[start of Page text]

BUT IT HASN'T BEEN VERIFIED.
Your "Proof" has been shown to be based on a LIE, because your decider
never has been shown actually meet your requirements to correctly
simulate the input.
>
>>>> You could say the SIMULATION didn't terminate normally, but you
>>>> can't say the machine didn't or even the Turing Machine Description,
>>>> as you could give that exact same TMD to a real UTM and find out the
>>>> actual behaviof or the input.
>>>>
>>>
>>> Sure you can otherwise interpreters of source-code would be
>>> a bogus concept.
>>
>> Right, a CORRECT simulation is one that produces the same result as
>> the original.
>>
>
> No. A correctly simulation is when each machine language instruction
> of the input is correctly simulated and simulated in the correct order.
>
> _DDD()
> [000020a2] 55 push ebp ; housekeeping
> [000020a3] 8bec mov ebp,esp ; housekeeping
> [000020a5] 68a2200000 push 000020a2 ; push DDD
> [000020aa] e8f3f9ffff call 00001aa2 ; call H0
> [000020af] 83c404 add esp,+04 ; housekeeping
> [000020b2] 5d pop ebp ; housekeeping
> [000020b3] c3 ret ; never gets here
> Size in bytes:(0018) [000020b3]
So, the instruction at 00020A5, needs to be followed by the simulation
of the instruction at 000020AA, which since that is a call to 00001AA2,
needs to be followed by the simulation of the instruction as 00001AA2
>
> The call to the emulated H0 from DDD correctly emulated
> by H0 CANNOT POSSIBLY RETURN.
Why do you say that?
Are you admitting that the REAL H0(DDD) won't return?
>
> The call to the directly executed H0 from the executed
> DDD does return because
>
> the directly executed D(D) is essentially the first call
> in a recursive chain where the second call is always aborted.
Which is exactly what a CORRECT SIMULATION of that exact same
instruction set will show.
H0, if it DOES correctly simulate the input, will see the EXACT SAME set
of instructions, and thus the exact same behavior until it gives up and
stops simulating.
You have NEVER shown a simulation that shows a simulation that matches
your definition of a correct simulation, so you have no grounds to claim
it is correct. You did finally publish one trace that you claimed to
show it, until I pointed out after a quick look, that it wasn't the
simulation you were claiming, and thus obviously you never really looked
at it to confirm that it did verify what you claimed.
Thus, it has been FIRMLY ESTABLISHED, that you are NOT a "reliable
source" to use for verification.
>
>> When we are talking about halting, then it means that the simulator
>> can't stop until it gets to the final state of the program it is
>> simulating.
>>
>
> Why contradict the definition of a decider that must always halt?
I'm not, but a decider must also give the correct answer according to
the question it is DEFINED to be answering.
Which if it is a Halt Decider, is the behavior of the directly executied
machine.

[end of Page text]

Exercise instructions
In the debate excerpt above, how does the reply that begins with "No." define a correct simulation?

[start of Provided records]

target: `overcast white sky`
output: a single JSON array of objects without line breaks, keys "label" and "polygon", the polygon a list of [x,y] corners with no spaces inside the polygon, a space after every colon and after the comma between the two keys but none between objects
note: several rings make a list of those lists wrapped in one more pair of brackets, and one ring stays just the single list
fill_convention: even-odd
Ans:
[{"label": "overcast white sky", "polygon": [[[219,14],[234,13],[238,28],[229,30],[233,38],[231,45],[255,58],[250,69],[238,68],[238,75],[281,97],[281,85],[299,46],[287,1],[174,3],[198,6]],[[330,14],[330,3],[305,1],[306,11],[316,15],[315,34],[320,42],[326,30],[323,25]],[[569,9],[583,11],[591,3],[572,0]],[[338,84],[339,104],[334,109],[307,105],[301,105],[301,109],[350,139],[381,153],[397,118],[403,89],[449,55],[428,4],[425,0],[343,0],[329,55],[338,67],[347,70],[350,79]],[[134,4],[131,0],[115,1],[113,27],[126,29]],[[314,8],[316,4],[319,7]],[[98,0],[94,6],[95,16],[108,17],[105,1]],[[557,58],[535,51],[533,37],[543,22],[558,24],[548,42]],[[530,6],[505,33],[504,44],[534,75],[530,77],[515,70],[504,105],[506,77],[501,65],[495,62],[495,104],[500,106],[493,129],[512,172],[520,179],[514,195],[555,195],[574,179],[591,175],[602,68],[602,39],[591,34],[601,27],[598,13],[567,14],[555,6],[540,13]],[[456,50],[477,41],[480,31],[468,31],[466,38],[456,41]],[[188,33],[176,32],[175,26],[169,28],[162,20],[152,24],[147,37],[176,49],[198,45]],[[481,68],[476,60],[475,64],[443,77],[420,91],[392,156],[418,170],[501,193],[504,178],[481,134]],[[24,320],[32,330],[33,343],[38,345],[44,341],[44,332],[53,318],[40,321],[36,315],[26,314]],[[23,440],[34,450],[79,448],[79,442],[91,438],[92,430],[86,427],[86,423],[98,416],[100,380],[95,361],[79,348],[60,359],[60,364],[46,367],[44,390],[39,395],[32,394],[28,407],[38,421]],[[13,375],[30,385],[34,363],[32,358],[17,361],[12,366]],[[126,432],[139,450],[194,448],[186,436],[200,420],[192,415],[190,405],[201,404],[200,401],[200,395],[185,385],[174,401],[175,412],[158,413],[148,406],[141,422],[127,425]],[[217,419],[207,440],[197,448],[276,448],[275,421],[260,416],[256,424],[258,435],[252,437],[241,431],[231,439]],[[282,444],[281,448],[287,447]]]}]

[end of Provided records]

Result for this task
A correct simulation is one in which each machine language instruction of the input is correctly simulated, in the correct order.